Rewrite all of the data below, keeping every line, and increase each vertex coordinate in the answer polygons by 89. Leave out the pictures.

======== Record list ========

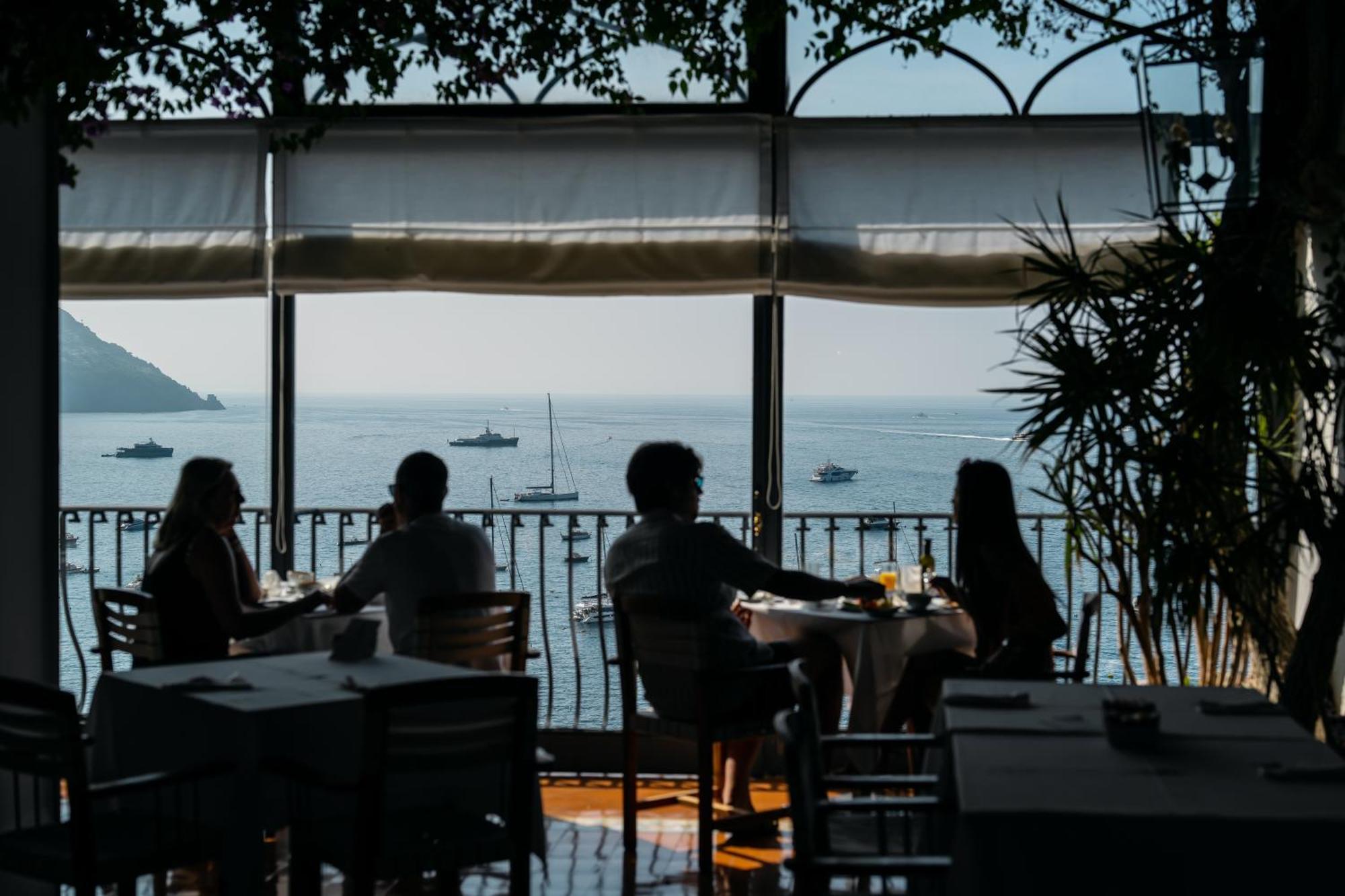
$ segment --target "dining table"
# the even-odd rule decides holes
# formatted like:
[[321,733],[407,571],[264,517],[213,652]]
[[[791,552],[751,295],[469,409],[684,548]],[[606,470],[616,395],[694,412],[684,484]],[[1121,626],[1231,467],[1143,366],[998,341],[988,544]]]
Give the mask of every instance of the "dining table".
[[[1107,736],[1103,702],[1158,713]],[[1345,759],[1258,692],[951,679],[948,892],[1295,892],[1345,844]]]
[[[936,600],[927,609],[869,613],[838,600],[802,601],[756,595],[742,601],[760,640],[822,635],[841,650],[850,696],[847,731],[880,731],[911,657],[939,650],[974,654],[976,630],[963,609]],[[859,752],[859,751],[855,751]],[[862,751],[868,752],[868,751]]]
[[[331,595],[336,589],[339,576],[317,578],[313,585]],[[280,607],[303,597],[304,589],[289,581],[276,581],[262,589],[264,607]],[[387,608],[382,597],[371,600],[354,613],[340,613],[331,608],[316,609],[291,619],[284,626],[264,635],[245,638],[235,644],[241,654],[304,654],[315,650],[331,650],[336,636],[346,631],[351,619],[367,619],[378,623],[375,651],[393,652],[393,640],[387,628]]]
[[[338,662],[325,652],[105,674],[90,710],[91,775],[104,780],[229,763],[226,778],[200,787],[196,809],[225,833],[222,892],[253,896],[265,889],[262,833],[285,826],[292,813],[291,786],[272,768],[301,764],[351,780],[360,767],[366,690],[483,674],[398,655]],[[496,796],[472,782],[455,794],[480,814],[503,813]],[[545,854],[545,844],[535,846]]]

========

* _Reply_
$ segment --target "dining table"
# the even-odd rule decides holes
# formatted like:
[[321,733],[407,571],[264,517],[213,652]]
[[[791,552],[751,295],[469,409],[684,548]],[[606,470],[616,395],[694,412],[684,484]],[[1121,626],[1231,467],[1143,366],[998,341],[988,544]]]
Give the mask of every instance of the "dining table".
[[[1196,825],[1192,791],[1247,802]],[[1434,848],[1347,781],[1040,768],[1037,981],[1384,981],[1434,933]]]
[[[1025,689],[1016,698],[958,702],[927,689],[891,690],[845,684],[831,690],[849,729],[911,724],[930,739],[939,785],[936,820],[969,820],[1000,746],[1028,739],[1063,743],[1065,719],[1052,698]],[[948,841],[948,840],[944,840]],[[951,840],[957,841],[957,840]]]
[[[420,684],[425,678],[428,665],[406,667],[402,674]],[[369,696],[392,686],[393,678],[378,670],[365,670],[351,678],[353,696]],[[476,697],[471,686],[460,689],[443,702],[429,702],[420,697],[405,698],[380,708],[373,715],[353,724],[334,727],[324,733],[330,743],[393,743],[404,739],[420,739],[425,725],[435,720],[440,708],[456,708],[467,712],[464,740],[482,741],[482,729],[476,717]]]
[[[427,751],[414,741],[194,763],[179,799],[180,864],[193,869],[318,852],[315,867],[289,876],[285,898],[314,922],[311,981],[342,985],[354,978],[351,922],[374,915],[381,902],[380,875],[361,857],[390,853],[440,869],[449,856],[455,779],[572,763],[487,744]],[[585,885],[561,871],[544,883],[569,903],[592,902]],[[634,943],[634,933],[624,935]]]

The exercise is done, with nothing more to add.